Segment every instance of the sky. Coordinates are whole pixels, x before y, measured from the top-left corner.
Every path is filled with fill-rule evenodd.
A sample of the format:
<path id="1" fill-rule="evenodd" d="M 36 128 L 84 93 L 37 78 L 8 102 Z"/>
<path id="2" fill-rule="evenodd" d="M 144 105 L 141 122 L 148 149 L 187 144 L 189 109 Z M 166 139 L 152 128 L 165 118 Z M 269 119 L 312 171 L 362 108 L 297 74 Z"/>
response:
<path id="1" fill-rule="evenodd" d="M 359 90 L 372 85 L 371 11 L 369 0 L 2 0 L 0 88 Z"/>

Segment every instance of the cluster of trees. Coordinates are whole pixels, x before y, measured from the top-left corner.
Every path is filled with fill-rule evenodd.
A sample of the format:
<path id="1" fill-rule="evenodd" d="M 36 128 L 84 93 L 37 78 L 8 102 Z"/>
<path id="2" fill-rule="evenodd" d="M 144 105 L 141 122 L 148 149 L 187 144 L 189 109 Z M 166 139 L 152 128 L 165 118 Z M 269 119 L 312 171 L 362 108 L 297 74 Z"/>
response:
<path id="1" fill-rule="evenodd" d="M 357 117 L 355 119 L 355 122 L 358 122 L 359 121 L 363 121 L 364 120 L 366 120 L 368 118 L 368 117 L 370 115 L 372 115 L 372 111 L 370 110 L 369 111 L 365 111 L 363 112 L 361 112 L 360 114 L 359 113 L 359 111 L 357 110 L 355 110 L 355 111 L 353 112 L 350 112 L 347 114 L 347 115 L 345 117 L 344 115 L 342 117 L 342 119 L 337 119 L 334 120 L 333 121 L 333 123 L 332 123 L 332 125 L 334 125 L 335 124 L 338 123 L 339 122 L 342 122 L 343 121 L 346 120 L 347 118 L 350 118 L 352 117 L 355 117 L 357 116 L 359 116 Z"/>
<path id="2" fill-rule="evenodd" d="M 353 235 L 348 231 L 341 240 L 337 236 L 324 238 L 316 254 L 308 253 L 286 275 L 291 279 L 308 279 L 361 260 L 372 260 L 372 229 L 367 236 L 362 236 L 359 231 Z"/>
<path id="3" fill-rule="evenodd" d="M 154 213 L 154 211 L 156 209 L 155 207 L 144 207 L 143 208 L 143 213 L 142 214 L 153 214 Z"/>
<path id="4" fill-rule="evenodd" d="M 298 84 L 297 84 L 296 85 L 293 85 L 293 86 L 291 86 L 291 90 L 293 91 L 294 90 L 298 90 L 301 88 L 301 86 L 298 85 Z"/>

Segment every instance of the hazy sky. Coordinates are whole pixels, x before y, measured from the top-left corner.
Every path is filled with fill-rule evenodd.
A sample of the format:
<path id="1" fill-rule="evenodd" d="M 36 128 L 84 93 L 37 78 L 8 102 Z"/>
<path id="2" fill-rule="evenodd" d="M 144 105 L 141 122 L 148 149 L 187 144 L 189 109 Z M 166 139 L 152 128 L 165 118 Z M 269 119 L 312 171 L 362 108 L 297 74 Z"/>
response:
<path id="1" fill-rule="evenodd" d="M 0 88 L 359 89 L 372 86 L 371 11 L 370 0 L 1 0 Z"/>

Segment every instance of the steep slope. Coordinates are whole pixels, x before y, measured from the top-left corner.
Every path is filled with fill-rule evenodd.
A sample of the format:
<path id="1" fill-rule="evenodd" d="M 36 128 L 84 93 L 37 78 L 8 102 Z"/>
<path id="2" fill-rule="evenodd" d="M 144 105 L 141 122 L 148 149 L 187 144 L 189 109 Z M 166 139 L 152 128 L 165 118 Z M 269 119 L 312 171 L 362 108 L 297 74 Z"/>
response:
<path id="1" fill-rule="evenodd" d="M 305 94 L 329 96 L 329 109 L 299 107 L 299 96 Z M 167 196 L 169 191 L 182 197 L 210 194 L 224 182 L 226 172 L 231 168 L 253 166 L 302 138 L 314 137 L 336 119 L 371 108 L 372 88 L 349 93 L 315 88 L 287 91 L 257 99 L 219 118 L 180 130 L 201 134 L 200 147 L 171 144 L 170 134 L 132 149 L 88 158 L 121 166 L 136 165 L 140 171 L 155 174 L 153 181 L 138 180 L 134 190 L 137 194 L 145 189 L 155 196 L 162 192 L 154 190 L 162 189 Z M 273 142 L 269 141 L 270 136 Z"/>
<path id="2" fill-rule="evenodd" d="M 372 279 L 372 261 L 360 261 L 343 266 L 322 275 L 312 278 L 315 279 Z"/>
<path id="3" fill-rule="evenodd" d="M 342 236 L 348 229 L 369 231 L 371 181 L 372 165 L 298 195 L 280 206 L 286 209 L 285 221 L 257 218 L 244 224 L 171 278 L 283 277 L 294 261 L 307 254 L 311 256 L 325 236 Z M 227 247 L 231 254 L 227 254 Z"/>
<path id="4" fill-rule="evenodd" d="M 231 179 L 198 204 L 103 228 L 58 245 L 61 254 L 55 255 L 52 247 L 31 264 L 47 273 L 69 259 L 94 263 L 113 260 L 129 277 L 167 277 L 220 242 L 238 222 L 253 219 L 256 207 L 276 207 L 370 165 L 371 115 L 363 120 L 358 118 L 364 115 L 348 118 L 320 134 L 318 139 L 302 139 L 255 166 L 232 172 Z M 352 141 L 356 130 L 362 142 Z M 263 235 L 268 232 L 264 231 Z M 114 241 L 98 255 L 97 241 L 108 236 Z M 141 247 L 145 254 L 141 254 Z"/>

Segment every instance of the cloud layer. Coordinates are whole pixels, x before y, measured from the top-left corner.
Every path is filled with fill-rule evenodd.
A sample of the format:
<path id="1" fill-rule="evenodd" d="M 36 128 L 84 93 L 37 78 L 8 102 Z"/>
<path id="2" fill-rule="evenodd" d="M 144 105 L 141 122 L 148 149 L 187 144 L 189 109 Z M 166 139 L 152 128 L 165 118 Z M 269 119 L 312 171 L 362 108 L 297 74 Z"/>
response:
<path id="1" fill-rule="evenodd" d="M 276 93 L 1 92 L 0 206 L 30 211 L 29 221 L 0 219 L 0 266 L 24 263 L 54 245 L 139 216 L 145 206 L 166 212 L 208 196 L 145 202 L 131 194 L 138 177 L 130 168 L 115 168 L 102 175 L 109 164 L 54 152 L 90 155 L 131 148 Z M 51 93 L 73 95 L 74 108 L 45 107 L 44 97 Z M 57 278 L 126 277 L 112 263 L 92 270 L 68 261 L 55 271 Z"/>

Task -
Render the portion of the records that runs from their beginning through the line containing "359 90 L 372" as a JSON list of strings, one string per line, with blank lines omitted.

Solution for this problem -
[
  "Segment every instance of the sky. Coordinates are whole pixels, x before y, measured from the top-left corner.",
  "Every path is filled with fill-rule evenodd.",
  "A sample of the format:",
  "<path id=\"1\" fill-rule=\"evenodd\" d=\"M 36 128 L 84 93 L 37 78 L 8 102 Z\"/>",
  "<path id=\"2\" fill-rule=\"evenodd\" d=\"M 144 105 L 141 122 L 148 149 L 187 144 L 189 109 Z M 166 139 L 152 128 L 165 118 Z M 269 119 L 312 171 L 362 108 L 297 74 Z\"/>",
  "response:",
  "<path id=\"1\" fill-rule=\"evenodd\" d=\"M 359 90 L 372 85 L 371 11 L 369 0 L 2 0 L 0 88 Z\"/>"
]